- _Text_
=======

I have a feeling that were Bon Jovi to show up at the Representative Assembly, he would not nearly be granted the rock-star greeting that Stanford professor Linda Darling-Hammond received when she went to collect her "Friend of the NEA" award today.

She said a number of things that the union applauded:

--"Teaching is the greatest profession because everybody who is anybody was taught how to be somebody by a teacher."

--"It’s not the people who are at fault, it’s the system that needs an overhaul. We need federal policies that support educators in doing the challenging work that they have committed to do."

---"We need a new framework for NCLB that understands that we need multiple measures of student learning, full curriculum in science, social studies, the arts, music, and technology, and we need assessments that are performance-based like those in other countries, where teachers are involved in development and scoring and design of assessments that really measure learning."

--"We need a new form of accountability. Tests and punishments will not create accountability."

She talked about the union's commitment to desegregation and civil rights, an interesting counterpoint to the report blasting the unions released today by the Citizens Commission on Civil Rights (see Eduwonk here for more).

"I get upset when I feel teachers are undervalued," she told me after her speech. "I have spent most of my professional life trying to figure out how to build the profession of teaching."

When I queried her on the Obama administration, she said she felt that the administration was committed to reforms done in partnership with teachers, not to them.

=======

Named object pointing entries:
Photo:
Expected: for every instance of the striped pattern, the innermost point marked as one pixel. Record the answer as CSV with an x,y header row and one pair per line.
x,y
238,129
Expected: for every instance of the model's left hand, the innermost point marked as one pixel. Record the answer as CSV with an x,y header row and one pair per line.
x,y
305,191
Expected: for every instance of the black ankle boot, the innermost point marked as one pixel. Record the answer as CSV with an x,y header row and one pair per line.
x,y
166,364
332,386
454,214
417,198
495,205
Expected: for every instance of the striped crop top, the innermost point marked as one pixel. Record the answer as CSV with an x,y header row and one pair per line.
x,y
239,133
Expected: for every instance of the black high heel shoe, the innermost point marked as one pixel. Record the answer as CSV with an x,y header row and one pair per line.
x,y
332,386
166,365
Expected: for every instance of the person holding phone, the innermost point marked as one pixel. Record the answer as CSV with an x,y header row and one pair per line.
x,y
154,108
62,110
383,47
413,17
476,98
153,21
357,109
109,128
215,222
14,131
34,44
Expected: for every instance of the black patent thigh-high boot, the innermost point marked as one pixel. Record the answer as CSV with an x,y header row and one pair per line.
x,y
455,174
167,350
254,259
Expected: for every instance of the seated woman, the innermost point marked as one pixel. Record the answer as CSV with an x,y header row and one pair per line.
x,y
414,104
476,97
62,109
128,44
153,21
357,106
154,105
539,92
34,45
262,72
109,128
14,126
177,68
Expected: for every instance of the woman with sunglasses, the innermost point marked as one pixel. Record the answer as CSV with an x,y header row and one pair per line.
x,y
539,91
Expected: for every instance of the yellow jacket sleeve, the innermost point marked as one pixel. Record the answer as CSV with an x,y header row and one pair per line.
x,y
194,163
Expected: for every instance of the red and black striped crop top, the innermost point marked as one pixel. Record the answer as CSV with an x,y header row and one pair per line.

=======

- _Tasks to complete_
1) In the account of Linda Darling-Hammond's NEA appearance, what award did she come to collect?
2) Extend the account of Linda Darling-Hammond's NEA award speech beyond its last sentence.

- _Answers by task_
1) The "Friend of the NEA" award.

2)
"I see their reform agenda as connected with initiatives teacher associations are already engaging," she said. And the NEA, she added, is now thinking about its work in more expansive ways.


I would have liked to hear Darling-Hammonds' take on the situation that Anthony Cody recently blogged about: only one teacher in the room as 60 people hammer out national standards... how can that be?

Excellent point. Possibly we as educators should insist "Nothing about us without us," as do many other groups.

Or, better yet: "Nothing that's bad for children and learning -- with us or without us.

"We need a new framework for NCLB..."
"We need a new form of accountability."

Three cheers! But "needs", without concrete means/methodology for meeting these needs are empty.

Such methodology exists, and when people like Darling-Hammond and Tony Bryk are seeing the "need", perhaps we'll still get educational "change we can believe in"

Coming up, we will get to juxtapose Ms. Darling-Hammond's remarks and those of Sec. Duncan at the AFT's QuEST Conference in DC July 13-15.

Randi Weingarten and Labor Sec. Hilda Solis will also be featured speakers.